## [Task instructions]
Count how many lines in the items below contain the string "roof", treating uppercase and lowercase as different. Reply with the number alone.
--- BEGIN ---
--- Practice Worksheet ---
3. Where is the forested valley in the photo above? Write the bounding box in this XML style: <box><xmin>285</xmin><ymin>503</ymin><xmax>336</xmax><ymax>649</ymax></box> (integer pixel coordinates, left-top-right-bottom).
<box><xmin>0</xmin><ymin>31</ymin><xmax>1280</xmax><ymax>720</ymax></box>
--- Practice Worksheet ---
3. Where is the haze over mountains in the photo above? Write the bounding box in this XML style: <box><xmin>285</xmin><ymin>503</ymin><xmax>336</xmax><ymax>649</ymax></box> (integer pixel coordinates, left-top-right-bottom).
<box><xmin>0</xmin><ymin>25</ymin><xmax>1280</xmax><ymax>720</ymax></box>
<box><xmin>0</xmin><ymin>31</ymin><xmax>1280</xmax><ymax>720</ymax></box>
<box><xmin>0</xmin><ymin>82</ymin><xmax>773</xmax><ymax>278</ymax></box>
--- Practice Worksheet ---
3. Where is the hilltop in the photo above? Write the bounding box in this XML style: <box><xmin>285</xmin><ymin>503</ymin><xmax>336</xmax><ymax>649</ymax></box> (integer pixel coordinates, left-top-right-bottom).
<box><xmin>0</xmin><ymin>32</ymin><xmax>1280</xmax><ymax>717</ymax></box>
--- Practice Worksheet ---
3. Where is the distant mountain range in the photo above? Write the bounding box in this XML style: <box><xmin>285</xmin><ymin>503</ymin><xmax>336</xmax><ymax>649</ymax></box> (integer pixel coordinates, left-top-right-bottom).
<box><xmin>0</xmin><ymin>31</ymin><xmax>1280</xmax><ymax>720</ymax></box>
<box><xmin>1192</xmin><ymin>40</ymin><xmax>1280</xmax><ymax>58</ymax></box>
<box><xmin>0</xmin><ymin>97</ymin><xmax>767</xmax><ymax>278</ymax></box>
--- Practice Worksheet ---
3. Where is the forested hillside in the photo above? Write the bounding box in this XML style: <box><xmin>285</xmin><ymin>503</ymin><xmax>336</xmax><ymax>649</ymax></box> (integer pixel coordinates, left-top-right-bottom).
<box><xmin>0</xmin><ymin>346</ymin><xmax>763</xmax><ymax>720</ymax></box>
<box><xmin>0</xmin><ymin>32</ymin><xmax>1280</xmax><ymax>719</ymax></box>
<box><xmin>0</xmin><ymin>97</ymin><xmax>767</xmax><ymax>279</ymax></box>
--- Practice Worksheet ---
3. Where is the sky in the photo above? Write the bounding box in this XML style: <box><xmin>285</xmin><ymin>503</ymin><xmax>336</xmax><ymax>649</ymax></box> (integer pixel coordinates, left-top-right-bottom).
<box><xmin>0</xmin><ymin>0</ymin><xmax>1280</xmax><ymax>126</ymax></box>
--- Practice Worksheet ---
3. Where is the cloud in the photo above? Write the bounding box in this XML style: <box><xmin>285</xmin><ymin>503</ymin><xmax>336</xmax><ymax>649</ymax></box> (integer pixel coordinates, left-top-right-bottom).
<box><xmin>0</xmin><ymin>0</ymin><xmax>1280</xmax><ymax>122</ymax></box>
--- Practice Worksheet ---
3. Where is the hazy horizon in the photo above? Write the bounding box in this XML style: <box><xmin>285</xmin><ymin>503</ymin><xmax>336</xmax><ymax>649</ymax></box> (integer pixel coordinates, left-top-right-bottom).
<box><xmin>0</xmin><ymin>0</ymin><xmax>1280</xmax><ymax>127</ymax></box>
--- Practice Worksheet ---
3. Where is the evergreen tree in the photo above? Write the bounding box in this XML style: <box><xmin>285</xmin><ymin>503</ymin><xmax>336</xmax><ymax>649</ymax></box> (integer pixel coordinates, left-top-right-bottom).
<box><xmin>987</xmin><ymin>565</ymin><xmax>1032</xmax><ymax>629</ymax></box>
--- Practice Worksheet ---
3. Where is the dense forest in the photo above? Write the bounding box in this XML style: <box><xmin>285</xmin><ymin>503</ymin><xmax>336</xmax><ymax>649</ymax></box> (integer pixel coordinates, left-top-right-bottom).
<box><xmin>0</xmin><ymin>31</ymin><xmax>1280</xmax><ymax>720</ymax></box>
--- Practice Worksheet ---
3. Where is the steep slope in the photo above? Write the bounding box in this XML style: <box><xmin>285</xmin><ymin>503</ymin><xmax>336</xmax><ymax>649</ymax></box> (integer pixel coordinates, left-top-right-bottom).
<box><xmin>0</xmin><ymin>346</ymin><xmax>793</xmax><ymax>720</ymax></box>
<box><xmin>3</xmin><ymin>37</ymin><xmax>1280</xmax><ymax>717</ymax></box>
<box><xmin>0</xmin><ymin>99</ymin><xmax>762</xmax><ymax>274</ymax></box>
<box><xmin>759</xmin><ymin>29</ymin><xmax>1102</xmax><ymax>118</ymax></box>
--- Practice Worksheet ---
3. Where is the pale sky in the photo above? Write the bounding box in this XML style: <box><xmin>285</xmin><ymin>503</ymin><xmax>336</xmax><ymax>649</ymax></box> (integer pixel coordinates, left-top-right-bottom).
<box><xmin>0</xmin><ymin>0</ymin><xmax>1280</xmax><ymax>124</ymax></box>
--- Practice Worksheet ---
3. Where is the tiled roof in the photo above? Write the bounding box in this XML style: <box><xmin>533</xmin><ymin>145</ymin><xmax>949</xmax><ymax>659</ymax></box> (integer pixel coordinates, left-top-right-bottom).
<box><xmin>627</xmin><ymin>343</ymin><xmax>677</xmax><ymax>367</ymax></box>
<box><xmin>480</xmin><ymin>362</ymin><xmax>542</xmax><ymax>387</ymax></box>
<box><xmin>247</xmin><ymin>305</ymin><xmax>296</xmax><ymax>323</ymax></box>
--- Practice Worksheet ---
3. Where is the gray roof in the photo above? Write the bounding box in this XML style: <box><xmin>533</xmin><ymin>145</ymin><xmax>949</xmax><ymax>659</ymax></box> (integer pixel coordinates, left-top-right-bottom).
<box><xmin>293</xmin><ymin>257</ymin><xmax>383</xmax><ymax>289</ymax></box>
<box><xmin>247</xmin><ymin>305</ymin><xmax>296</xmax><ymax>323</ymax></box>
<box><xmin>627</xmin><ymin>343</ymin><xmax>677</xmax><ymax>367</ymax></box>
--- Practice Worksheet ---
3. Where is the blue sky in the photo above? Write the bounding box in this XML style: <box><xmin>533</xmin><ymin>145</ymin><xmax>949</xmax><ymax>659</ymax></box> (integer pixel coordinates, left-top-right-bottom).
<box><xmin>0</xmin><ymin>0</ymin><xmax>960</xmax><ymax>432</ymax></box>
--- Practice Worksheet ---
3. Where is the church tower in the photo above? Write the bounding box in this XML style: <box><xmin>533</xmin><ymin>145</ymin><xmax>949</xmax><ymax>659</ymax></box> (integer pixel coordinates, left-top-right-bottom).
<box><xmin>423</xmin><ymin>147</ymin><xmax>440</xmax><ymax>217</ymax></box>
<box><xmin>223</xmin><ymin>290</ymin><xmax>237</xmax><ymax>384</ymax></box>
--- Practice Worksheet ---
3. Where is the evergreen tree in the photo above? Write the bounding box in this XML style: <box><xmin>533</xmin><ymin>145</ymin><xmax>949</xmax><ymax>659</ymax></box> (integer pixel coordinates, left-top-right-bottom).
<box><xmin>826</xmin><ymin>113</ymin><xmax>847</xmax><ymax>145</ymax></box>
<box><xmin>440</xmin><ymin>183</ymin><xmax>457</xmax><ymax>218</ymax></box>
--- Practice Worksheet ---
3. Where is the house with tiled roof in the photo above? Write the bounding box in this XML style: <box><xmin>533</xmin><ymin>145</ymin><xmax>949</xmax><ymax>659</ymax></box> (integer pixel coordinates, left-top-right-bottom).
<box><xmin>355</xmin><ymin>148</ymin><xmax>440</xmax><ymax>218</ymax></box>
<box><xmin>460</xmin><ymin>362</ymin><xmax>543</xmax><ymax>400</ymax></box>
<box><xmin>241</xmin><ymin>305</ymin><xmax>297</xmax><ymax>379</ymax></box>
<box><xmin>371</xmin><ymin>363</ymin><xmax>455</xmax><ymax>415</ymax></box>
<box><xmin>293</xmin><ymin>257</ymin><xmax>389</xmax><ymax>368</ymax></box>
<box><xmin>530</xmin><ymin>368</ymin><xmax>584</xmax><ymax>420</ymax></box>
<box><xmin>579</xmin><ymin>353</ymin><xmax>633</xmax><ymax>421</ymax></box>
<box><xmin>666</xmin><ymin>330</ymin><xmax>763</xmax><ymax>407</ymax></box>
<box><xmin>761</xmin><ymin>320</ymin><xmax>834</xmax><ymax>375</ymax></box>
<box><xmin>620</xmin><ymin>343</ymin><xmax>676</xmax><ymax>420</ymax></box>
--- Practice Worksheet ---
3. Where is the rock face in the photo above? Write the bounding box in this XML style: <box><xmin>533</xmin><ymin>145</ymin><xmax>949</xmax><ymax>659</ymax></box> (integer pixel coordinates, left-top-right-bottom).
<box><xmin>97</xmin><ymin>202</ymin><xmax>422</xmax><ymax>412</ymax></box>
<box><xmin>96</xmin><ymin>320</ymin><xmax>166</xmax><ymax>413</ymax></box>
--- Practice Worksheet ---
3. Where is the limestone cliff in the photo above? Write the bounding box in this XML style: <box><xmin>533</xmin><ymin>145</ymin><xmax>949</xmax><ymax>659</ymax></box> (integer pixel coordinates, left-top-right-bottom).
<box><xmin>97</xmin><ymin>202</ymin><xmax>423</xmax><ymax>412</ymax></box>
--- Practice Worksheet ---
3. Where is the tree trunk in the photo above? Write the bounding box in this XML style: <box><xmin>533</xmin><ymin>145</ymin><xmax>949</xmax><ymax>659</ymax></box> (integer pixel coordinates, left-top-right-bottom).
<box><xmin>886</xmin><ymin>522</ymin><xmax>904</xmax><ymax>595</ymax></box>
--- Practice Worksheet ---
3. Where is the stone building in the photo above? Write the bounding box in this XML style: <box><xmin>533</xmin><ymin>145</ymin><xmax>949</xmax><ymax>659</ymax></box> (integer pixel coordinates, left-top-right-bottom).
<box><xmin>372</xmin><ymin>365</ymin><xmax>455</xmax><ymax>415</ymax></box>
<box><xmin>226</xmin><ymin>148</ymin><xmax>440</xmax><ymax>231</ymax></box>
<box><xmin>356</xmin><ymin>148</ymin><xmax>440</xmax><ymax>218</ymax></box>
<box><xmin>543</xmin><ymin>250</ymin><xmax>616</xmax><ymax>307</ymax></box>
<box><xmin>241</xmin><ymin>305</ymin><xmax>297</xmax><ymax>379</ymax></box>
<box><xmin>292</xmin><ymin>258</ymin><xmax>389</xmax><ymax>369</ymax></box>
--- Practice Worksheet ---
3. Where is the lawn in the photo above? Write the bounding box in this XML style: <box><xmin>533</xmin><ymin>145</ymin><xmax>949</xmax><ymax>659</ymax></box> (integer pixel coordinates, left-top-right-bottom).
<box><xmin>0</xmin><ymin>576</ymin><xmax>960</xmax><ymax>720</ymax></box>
--- END ---
## [Task solution]
3